> [任务目标]
1/ 请将关于创建 DataFrame 的网页正文从"11. // 通过SparkSession创建spark入口"到"15. .getOrCreate()"这一段重新写出,并把其中的"local[*]"改为"local[4]"。
2/ 关于创建 DataFrame 的网页正文在末尾处中断,请接着续写下去。

当前位置:   article > 正文

scala spark 创建DataFrame的五种方式_scala dataframe

scala dataframe

scala spark 创建DataFrame的多种方式

1. 通过RDD[Row]和StructType创建

  1. import org.apache.log4j.{Level, Logger}
  2. import org.apache.spark.rdd.RDD
  3. import org.apache.spark.sql.types.{IntegerType, StringType, StructField, StructType}
  4. import org.apache.spark.sql.{DataFrame, Row, SparkSession}
  5. /**
  6. *通过RDD[Row]和StructType创建DataFrame
  7. */
  8. object DataFrameDemo {
  9. def main(args: Array[String]): Unit = {
  10. Logger.getLogger("org").setLevel(Level.OFF)
  11. // 通过SparkSession创建spark入口
  12. val spark: SparkSession = SparkSession.builder()
  13. .appName(this.getClass.getSimpleName)
  14. .master("local[*]")
  15. .getOrCreate()
  16. println("1. 通过RDD[Row]和StructType创建")
  17. //1. 通过RDD[Row]和StructType创建
  18. val sparkRdd1: RDD[String] = spark.sparkContext.parallelize(List("X,22,M", "y,21,W", "N,22,M"))
  19. // 将RDD与Row联合
  20. val rowRdd: RDD[Row] = sparkRdd1.map(t => {
  21. val per: Array[String] = t.split(",")
  22. Row(per(0), per(1).toInt, per(2))
  23. })
  24. // 创建StructType实例,设置字段名和类型
  25. val schema: StructType = StructType(
  26. List(
  27. StructField("name", StringType),
  28. StructField("age", IntegerType),
  29. StructField("sex", StringType)

> [资料汇编]

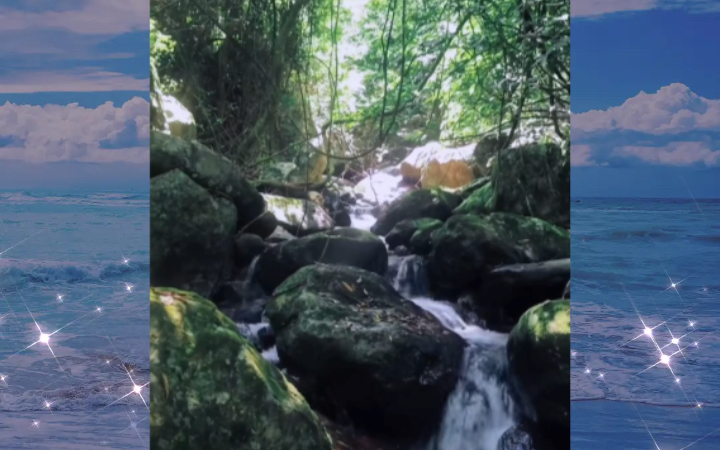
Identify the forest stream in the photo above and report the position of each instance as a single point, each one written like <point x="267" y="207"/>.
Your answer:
<point x="360" y="229"/>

> [练习答案]
1/
11. // 通过SparkSession创建spark入口
  12. val spark: SparkSession = SparkSession.builder()
  13. .appName(this.getClass.getSimpleName)
  14. .master("local[4]")
  15. .getOrCreate()

2/
  30. )
  31. )
  32. // 创建dataFrame
  33. val dataFrame: DataFrame = spark.createDataFrame(rowRdd, schema)
  34. // 展示数据
  35. dataFrame.show()
  36. // 释放资源
  37. spark.stop()
  38. }
  39. }

输出结果

  1. 1. 通过RDD[Row]和StructType创建
  2. +----+---+---+
  3. |name|age|sex|
  4. +----+---+---+
  5. | X| 22| M|
  6. | y| 21| W|
  7. | N| 22| M|
  8. +----+---+---+

2. 直接通过Rdd.toDF()创建DataFrame

  1. import org.apache.spark.rdd.RDD
  2. import org.apache.spark.sql.{DataFrame, SparkSession}
  3. /**
  4. * 通过RDD.toDF直接创建DataFrame
  5. */
  6. object DataFrameDemo2 {
  7. def main(args: Array[String]): Unit = {
  8. Logger.getLogger("org").setLevel(Level.OFF)
  9. // 通过SparkSession创建spark入口
  10. val spark: SparkSession = SparkSession.builder()
  11. .appName(this.getClass.getSimpleName)
  12. .master("local[*]")
  13. .getOrCreate()
  14. println("2. 直接通过Rdd.toDF()创建DataFrame")
  15. // 创建RDD
  16. val sparkRdd3: RDD[String] = spark.sparkContext.parallelize(List("X,22,M", "y,21,W", "N,22,M"))
  17. // 将RDD与Row联合
  18. val toDFRdd: RDD[(String, Int, String)] = sparkRdd3.map(t => {
  19. val per: Array[String] = t.split(",")
  20. (per(0), per(1).toInt, per(2))
  21. })
  22. import org.apache.spark.sql.functions._
  23. import spark.implicits._
  24. // 创建DataFrame,设置schema字段名
  25. //写法1
  26. //val frame: DataFrame = toDFRdd.toDF("name", "age", "sex")
  27. //写法2
  28. val array =Array("name", "age", "sex")
  29. val frame: DataFrame = toDFRdd.toDF(array: _*)
  30. // 展示数据
  31. frame.agg(sum("age") as "avg_age").show()
  32. // 释放资源
  33. spark.stop()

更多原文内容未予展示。